(Instructions to follow)
Give all the data again exactly.
::::::
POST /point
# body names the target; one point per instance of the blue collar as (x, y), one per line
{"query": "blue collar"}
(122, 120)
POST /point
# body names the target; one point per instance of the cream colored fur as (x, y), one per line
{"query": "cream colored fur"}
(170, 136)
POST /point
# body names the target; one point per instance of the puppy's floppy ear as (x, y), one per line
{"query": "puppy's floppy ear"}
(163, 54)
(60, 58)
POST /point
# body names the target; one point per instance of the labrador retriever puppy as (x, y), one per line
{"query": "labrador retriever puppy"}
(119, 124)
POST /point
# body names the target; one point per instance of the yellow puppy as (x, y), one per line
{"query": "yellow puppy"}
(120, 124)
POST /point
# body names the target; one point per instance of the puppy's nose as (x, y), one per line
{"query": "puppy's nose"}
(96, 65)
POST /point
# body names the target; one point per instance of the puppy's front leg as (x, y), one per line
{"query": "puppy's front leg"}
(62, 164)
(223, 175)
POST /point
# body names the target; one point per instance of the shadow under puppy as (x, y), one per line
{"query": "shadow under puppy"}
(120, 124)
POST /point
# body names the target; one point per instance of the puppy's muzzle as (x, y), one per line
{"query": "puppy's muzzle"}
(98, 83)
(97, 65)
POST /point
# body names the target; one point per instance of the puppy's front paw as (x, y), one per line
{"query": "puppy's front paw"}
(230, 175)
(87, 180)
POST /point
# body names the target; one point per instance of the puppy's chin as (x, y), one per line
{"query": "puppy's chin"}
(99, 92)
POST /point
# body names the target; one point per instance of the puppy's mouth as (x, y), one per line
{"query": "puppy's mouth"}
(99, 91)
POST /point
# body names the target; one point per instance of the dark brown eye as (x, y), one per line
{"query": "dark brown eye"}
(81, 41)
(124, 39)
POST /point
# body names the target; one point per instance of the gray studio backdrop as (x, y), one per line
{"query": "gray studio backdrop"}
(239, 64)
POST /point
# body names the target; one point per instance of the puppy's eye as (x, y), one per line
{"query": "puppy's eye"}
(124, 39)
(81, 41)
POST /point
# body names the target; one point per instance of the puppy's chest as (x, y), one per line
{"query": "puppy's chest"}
::::::
(Response to this task)
POST /point
# body names the target; one point per instance of the blue collar as (x, y), one per line
{"query": "blue collar"}
(122, 120)
POST /point
# body names the target; one point per instance of the cream colored fur as (x, y), one per line
{"query": "cream colored fur"}
(170, 136)
POST /point
# body names the target; one point per instance of the puppy's floppy ear as (x, y), one per line
{"query": "puppy's floppy ear"}
(163, 54)
(60, 58)
POST /point
# body names the target; one point per instance of the labrador retriever puppy as (x, y), one per line
{"query": "labrador retriever puppy"}
(119, 124)
POST /point
# body names the target; one point per instance of the yellow puppy as (x, y), one per line
{"query": "yellow puppy"}
(120, 124)
POST /point
# body names the target; one point per instance of the puppy's nose as (x, y), one per line
{"query": "puppy's nose"}
(96, 65)
POST /point
# body names the target; one point per instance of the puppy's front leg as (x, y), one per line
{"query": "puppy's front leg"}
(62, 164)
(223, 175)
POST /point
# body names the target; one point per instance of the shadow under puppy as (x, y), one per line
{"query": "shadow under puppy"}
(120, 124)
POST /point
# body names the target; one point per instance of the puppy's muzzle as (x, y), one per line
{"query": "puppy's muzzle"}
(98, 83)
(97, 65)
POST /point
# body names the target; one point per instance of the puppy's front paw as (x, y), one per line
{"query": "puppy's front paw"}
(230, 175)
(87, 180)
POST /point
# body names the target; one point per instance of the puppy's chin as (x, y), one per line
{"query": "puppy's chin"}
(99, 92)
POST /point
# body names the target; one point per instance of the puppy's mouth as (x, y), one per line
{"query": "puppy's mouth"}
(99, 91)
POST /point
# body names the target; one point per instance of the dark brown eye as (x, y), one per line
{"query": "dark brown eye"}
(81, 41)
(124, 39)
POST /point
# body names the target; one point per instance of the gray studio backdrop as (x, y), one per line
{"query": "gray studio backdrop"}
(239, 64)
POST /point
# body names the target; one point per instance of the puppy's eye as (x, y), one per line
{"query": "puppy's eye"}
(124, 39)
(81, 41)
POST /point
# body names the target; one point per instance of the puppy's chest as (x, y), one per line
{"query": "puppy's chest"}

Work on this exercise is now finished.